## Blocco di testo
========================================
I fenomeni di atrofia ossea, conseguenti alla perdita del dente, rappresentano spesso un limite anatomico al posizionamento di impianti osteointegrati. L’alterazione dei rapporti anatomici tra la cresta ossea e le strutture anatomiche, quali il nervo alveolare e il seno mascellare, richiedono talvolta soluzioni terapeutiche particolarmente invasive. Gli impianti corti, proposti come alternativa terapeutica in caso di insufficiente altezza ossea, hanno ricevuto un forte impulso nel corso degli ultimi anni grazie allo sviluppo delle morfologie e del trattamento delle superfici implantari. Al giorno d’oggi si definiscono short gli impianti di lunghezza compresa tra i 6 e gli 8 mm, mentre ultra short sono considerate le misure di lunghezza inferiori ai 6 mm (1).
========================================
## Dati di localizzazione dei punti
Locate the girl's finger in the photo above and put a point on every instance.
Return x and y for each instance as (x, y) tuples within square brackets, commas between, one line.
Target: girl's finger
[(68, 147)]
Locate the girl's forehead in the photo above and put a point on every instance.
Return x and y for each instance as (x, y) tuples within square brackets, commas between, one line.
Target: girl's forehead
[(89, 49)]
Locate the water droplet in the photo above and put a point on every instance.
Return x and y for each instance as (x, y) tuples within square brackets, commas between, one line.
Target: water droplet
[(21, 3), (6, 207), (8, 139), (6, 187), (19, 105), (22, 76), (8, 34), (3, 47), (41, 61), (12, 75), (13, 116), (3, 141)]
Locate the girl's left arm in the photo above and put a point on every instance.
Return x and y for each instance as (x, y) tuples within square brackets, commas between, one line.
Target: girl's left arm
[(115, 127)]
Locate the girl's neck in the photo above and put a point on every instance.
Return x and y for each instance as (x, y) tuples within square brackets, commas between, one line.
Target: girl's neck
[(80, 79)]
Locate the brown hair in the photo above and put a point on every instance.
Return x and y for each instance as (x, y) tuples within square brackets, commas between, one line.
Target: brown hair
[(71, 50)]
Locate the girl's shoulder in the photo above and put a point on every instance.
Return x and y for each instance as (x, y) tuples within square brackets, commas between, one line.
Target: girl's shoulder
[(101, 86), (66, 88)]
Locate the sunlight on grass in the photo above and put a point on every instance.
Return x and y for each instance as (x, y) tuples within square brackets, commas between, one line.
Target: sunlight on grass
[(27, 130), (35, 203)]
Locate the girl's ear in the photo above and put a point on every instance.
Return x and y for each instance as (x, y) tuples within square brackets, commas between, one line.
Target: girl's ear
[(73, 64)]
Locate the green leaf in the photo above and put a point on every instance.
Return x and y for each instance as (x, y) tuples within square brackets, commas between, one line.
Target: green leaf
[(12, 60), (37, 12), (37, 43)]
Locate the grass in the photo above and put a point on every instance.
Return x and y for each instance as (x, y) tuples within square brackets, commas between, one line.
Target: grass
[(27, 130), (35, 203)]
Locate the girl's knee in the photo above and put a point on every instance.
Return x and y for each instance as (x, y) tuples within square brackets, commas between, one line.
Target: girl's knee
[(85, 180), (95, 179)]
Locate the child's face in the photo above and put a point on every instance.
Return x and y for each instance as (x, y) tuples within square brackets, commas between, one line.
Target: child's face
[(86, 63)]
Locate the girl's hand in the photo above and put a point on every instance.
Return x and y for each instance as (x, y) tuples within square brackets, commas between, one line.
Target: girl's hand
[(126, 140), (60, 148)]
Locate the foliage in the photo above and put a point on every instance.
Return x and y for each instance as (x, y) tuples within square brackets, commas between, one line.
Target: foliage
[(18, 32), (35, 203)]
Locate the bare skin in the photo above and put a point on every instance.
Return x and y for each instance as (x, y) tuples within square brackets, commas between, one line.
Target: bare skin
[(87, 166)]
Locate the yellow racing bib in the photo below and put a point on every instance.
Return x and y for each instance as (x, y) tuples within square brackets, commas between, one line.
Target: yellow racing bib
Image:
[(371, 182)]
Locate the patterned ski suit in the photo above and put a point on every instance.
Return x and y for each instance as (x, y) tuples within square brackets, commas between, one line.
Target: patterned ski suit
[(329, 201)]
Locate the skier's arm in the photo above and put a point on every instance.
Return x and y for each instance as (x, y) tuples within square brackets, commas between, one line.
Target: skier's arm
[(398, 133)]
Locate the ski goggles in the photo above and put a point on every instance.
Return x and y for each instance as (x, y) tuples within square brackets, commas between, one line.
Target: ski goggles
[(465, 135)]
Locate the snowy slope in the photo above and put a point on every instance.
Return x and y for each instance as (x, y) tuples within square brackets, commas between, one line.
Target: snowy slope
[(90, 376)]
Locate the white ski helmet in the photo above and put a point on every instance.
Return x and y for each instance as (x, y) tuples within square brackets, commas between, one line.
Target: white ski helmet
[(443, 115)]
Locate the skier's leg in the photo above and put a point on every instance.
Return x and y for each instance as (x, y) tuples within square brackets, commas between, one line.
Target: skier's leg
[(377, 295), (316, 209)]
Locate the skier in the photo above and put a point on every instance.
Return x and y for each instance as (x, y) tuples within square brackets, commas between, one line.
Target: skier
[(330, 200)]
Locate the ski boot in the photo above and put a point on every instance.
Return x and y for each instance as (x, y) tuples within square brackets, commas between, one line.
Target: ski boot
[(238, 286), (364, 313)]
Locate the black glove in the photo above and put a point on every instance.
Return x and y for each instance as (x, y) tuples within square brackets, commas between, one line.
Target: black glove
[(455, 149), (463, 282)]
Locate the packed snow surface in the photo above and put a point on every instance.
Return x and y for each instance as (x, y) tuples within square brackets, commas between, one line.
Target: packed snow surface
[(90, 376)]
========================================
## Domande da svolgere
• A. Elenca le strutture anatomiche i cui rapporti reciproci, secondo il testo sugli impianti corti, vengono alterati dopo la perdita del dente.
• B. Restituisci senza modifiche il passo del testo sugli impianti corti da "I fenomeni di" a "ai 6 mm (1).".

## Risposte scritte
• A. La cresta ossea, il nervo alveolare e il seno mascellare.

• B.
I fenomeni di atrofia ossea, conseguenti alla perdita del dente, rappresentano spesso un limite anatomico al posizionamento di impianti osteointegrati. L’alterazione dei rapporti anatomici tra la cresta ossea e le strutture anatomiche, quali il nervo alveolare e il seno mascellare, richiedono talvolta soluzioni terapeutiche particolarmente invasive. Gli impianti corti, proposti come alternativa terapeutica in caso di insufficiente altezza ossea, hanno ricevuto un forte impulso nel corso degli ultimi anni grazie allo sviluppo delle morfologie e del trattamento delle superfici implantari. Al giorno d’oggi si definiscono short gli impianti di lunghezza compresa tra i 6 e gli 8 mm, mentre ultra short sono considerate le misure di lunghezza inferiori ai 6 mm (1).